START Recorded information

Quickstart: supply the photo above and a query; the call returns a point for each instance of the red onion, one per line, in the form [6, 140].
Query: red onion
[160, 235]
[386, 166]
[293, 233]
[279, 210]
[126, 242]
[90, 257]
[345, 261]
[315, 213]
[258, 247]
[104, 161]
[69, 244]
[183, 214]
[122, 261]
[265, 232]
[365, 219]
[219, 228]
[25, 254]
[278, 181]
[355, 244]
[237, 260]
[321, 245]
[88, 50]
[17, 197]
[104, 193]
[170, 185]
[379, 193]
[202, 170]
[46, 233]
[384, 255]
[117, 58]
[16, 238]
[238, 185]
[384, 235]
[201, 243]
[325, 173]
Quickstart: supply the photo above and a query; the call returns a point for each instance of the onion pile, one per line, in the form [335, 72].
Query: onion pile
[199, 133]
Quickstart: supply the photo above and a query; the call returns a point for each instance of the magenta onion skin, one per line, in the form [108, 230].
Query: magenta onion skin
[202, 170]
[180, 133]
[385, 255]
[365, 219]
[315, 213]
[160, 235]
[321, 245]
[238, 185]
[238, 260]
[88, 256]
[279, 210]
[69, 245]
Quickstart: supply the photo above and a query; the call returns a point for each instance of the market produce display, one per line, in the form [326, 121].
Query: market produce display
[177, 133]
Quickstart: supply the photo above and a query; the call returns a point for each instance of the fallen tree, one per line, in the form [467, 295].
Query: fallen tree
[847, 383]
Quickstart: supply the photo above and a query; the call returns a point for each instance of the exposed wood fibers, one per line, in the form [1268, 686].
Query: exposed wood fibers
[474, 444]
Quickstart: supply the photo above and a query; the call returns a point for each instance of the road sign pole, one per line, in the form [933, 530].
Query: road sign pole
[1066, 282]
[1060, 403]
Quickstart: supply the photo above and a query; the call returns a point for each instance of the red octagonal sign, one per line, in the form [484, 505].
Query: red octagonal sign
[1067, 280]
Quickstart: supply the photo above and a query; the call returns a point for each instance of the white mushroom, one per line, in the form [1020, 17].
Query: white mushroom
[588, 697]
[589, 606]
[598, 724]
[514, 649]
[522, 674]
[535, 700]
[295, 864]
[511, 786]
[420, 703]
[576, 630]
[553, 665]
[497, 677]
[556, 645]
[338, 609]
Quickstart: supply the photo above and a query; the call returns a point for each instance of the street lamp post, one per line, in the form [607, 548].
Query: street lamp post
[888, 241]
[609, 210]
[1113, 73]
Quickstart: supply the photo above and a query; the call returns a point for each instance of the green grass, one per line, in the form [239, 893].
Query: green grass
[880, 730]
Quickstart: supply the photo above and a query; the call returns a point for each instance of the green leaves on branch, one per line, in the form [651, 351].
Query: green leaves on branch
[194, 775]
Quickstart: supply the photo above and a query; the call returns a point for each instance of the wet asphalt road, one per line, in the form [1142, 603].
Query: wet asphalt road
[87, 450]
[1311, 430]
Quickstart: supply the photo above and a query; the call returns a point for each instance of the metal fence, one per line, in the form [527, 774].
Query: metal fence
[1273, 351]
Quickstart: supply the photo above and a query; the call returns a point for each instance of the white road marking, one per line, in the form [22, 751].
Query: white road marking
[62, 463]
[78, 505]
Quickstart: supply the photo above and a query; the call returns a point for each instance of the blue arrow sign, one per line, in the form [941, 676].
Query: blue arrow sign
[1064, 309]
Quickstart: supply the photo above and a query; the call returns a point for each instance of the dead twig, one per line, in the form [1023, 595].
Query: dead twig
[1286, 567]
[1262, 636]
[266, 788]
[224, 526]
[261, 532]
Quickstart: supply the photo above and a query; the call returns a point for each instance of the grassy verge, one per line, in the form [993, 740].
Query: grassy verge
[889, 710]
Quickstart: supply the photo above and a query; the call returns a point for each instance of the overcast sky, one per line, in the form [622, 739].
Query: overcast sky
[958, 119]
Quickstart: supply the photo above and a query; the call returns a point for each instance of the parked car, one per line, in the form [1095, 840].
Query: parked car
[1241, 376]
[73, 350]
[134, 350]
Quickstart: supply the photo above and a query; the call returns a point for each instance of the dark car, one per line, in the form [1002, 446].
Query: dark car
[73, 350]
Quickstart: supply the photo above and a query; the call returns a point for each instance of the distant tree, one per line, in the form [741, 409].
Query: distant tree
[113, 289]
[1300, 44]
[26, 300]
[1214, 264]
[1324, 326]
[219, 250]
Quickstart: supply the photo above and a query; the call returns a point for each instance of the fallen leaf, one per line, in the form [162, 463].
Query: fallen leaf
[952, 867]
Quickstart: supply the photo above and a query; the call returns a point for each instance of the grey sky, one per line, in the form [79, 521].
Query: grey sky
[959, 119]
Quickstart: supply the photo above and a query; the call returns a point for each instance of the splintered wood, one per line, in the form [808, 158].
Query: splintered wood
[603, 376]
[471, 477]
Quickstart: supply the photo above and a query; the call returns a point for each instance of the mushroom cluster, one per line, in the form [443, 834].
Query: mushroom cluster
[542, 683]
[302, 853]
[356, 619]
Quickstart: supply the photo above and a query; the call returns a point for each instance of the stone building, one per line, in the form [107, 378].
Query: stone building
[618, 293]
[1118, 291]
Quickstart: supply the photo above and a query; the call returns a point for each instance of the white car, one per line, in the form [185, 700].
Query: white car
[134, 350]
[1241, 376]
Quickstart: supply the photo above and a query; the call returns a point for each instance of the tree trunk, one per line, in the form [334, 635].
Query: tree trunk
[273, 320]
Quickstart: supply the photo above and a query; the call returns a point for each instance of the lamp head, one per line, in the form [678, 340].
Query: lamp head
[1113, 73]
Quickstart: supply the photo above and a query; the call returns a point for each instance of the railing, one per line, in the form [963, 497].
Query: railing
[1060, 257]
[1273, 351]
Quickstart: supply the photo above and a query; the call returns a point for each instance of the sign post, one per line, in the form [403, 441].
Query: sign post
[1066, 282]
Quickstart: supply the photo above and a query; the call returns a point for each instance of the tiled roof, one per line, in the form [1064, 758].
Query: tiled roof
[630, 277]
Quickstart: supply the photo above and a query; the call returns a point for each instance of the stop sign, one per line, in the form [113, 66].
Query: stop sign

END Recorded information

> **Problem description**: Every line above should be output exactly as it stands.

> **Task answer**:
Quickstart: supply the photo above and a query; the call returns a point for each instance of the red onion, one per line, in the form [6, 140].
Query: red onion
[160, 235]
[386, 166]
[293, 233]
[279, 210]
[126, 242]
[90, 257]
[345, 261]
[315, 213]
[258, 247]
[104, 161]
[69, 244]
[183, 214]
[122, 261]
[265, 232]
[365, 219]
[219, 228]
[25, 254]
[278, 181]
[355, 244]
[237, 260]
[321, 245]
[88, 50]
[17, 197]
[104, 193]
[170, 185]
[379, 193]
[202, 170]
[46, 233]
[384, 255]
[117, 58]
[16, 238]
[238, 185]
[384, 235]
[201, 243]
[325, 173]
Quickstart: supply the photo above and a query; the call returns a point for each instance of the onion pile, one per line, in the form [335, 72].
Query: onion pile
[199, 133]
Quickstart: supply the photo above and a query; the call returns a point for each instance of the magenta onion skin, one per line, in the form [108, 230].
Query: magenta onion skin
[202, 170]
[180, 133]
[385, 255]
[365, 219]
[315, 213]
[160, 235]
[321, 245]
[238, 185]
[238, 260]
[88, 256]
[279, 210]
[69, 245]
Quickstart: supply the photo above and a query; the call returns a point for each instance of the market produce display, one per line, in the form [326, 121].
Query: market produce display
[177, 133]
Quickstart: supply the photo above and a query; the call returns a point for each instance of the fallen tree, one per line, in the form [467, 295].
Query: fallen tree
[847, 383]
Quickstart: supply the photo above and a query; the call returns a point for each instance of the exposed wood fibers, one per line, in the form [1268, 686].
Query: exposed wood fibers
[474, 444]
Quickstart: supply the photo above and a query; the call returns a point for each instance of the road sign pole, one per line, in the form [933, 530].
Query: road sign pole
[1066, 282]
[1060, 403]
Quickstart: supply the photo above and a query; the call returns a point for each instance of the red octagonal sign, one per line, in the form [484, 505].
Query: red octagonal sign
[1067, 280]
Quickstart: supply the photo above and a query; the call returns a point for each instance of the white mushroom, one per line, in the form [1020, 17].
Query: white mushroom
[588, 697]
[589, 606]
[598, 724]
[514, 649]
[522, 674]
[535, 700]
[295, 864]
[511, 786]
[420, 703]
[576, 630]
[553, 665]
[497, 677]
[556, 645]
[338, 609]
Quickstart: supply the photo above and a query; the call returns a point for each instance of the street lamp post, one per line, in the form [607, 548].
Query: street lamp post
[888, 241]
[609, 210]
[1113, 73]
Quickstart: supply the photo above and a query; the call returns a point for each instance of the green grass, one per line, in the form [239, 893].
Query: green grass
[880, 730]
Quickstart: supply the photo above and a query; the call returns a point for each instance of the green leaves on branch, one per line, in the form [651, 351].
Query: green leaves on branch
[194, 775]
Quickstart: supply the photo above and a query; the call returns a point for each instance of the wet asphalt road, one per line, in the form [1142, 603].
Query: wet asphalt road
[87, 450]
[1311, 430]
Quickstart: supply the photo above and a query; the call returns a point for each instance of the metal fence, one per line, in the form [527, 774].
Query: metal fence
[1273, 351]
Quickstart: supply the photo above and a query; the call returns a point for each instance of the white road marking, one per line, in the form [22, 751].
Query: white road marking
[62, 463]
[78, 505]
Quickstart: supply the photo above and a query; the call returns a point for each instance of the blue arrow sign, one per line, in the form [941, 676].
Query: blue arrow sign
[1064, 309]
Quickstart: supply the photo above and a query; the call returns a point for each instance of the dead twig, one per line, in the form [1023, 595].
Query: dead twig
[1286, 567]
[1262, 636]
[266, 788]
[224, 526]
[261, 532]
Quickstart: supply the photo above and a query; the call returns a point for each instance of the grassy verge, one per line, in the form [993, 740].
Query: grassy verge
[889, 710]
Quickstart: supply the photo above and a query; the call returns a point for each instance of the overcast sky, one per line, in the form [622, 739].
Query: overcast sky
[958, 119]
Quickstart: supply the photo above and a query; the call returns a point for each instance of the parked car, one per line, in the form [1095, 840].
Query: parked car
[1241, 376]
[73, 350]
[134, 350]
Quickstart: supply the photo above and a query; the call returns a point for each instance of the dark car, one per line, in the form [1002, 446].
Query: dark car
[73, 350]
Quickstart: supply the photo above and a query; the call returns a point for each instance of the distant tree, one per line, in the form [741, 409].
Query: distant tree
[113, 289]
[1300, 44]
[26, 300]
[1214, 264]
[1324, 326]
[219, 250]
Quickstart: supply the photo above and a query; the call returns a point for each instance of the fallen leaf, one per line, in the form [162, 463].
Query: fallen leaf
[952, 867]
Quickstart: supply the photo above and a query; the call returns a point for each instance of the grey sky, one per line, in the form [79, 521].
Query: grey sky
[959, 119]
Quickstart: supply the photo above and a query; the call returns a point for each instance of the splintered wood, one per line, in the form [808, 158].
Query: splintered wood
[603, 376]
[471, 477]
Quickstart: supply the photo above and a query; the call returns a point for each instance of the mushroom cluster, one per line, in the form [443, 834].
Query: mushroom cluster
[542, 683]
[302, 853]
[356, 619]
Quickstart: supply the photo above and a query; the call returns a point for each instance of the stone building, one per line, in the form [107, 378].
Query: stone building
[618, 293]
[1118, 291]
Quickstart: supply the photo above and a query; the call returns a point for each instance of the white car, one per line, in the form [185, 700].
Query: white car
[134, 350]
[1241, 376]
Quickstart: supply the photo above and a query; the call returns a point for each instance of the tree trunk, one per line, in the form [334, 635].
Query: tree trunk
[273, 320]
Quickstart: supply the photo above and a query; the call returns a point for each instance of the lamp head, one per line, in the form [678, 340].
Query: lamp head
[1113, 73]
Quickstart: supply the photo above and a query; the call returns a point for each instance of the railing, one per line, in the form [963, 497].
Query: railing
[1060, 257]
[1273, 351]
Quickstart: supply the photo above and a query; the call returns a point for each instance of the sign post, one per line, in the form [403, 441].
Query: sign post
[1066, 282]
Quickstart: supply the photo above and a query; the call returns a point for each instance of the tiled roof, one per line, in the form [1064, 758].
Query: tiled roof
[630, 277]
Quickstart: supply the photo above and a query; the call returns a point for each instance of the stop sign, one per line, in the form [113, 66].
Query: stop sign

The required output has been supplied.